## Task details
Turn the lines below into a JSON list of strings with one string per line, skipping blank lines. Leave the pictures out.

A block of data
++++++++++++++++++++

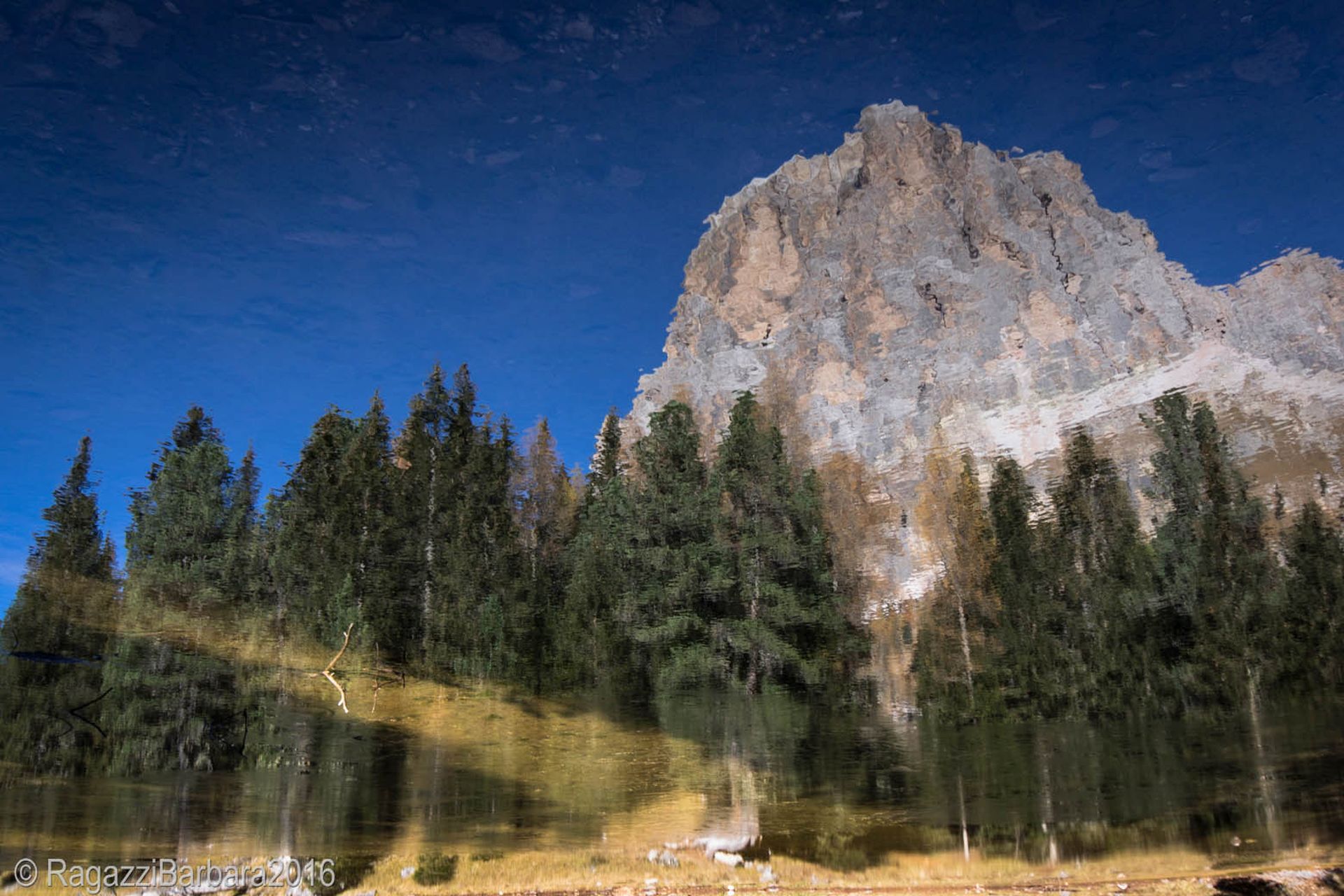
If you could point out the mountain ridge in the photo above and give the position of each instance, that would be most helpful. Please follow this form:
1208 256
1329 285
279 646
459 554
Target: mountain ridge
911 288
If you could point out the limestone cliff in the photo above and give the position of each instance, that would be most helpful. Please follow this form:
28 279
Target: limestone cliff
911 289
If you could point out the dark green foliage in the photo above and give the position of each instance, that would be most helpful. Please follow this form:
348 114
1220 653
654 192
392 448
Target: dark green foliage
672 606
178 542
546 522
958 656
785 620
592 641
55 630
1097 620
316 530
1313 602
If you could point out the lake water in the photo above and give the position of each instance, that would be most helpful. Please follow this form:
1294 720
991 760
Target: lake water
185 754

++++++++++++++++++++

## Task solution
[
  "If you could point out the mountain ridge in the photo above and give the position of each instance, that would be most helpful. Please follow this form:",
  "1208 256",
  "1329 285",
  "279 646",
  "459 554",
  "Target: mountain ridge",
  "911 288",
  "If you could point out the limestone cliff in the photo above and give the position of each instance, that would be most helpful. Please follow this form:",
  "28 279",
  "Target: limestone cliff",
  "911 289",
  "If you could point out the dark green foliage in the photo above and give the position of each instance, that would be most helpful. Please follow this form:",
  "348 114",
  "1220 653",
  "654 192",
  "392 448",
  "Target: dark green foliage",
  "672 606",
  "178 542",
  "546 522",
  "958 656",
  "785 620",
  "592 641",
  "55 630",
  "1097 620",
  "316 530",
  "1313 602",
  "If you could point out the lake water in the photo above and give the position of each instance, that would be most helpful. Please follow this form:",
  "1294 720",
  "991 760",
  "Target: lake water",
  "185 754"
]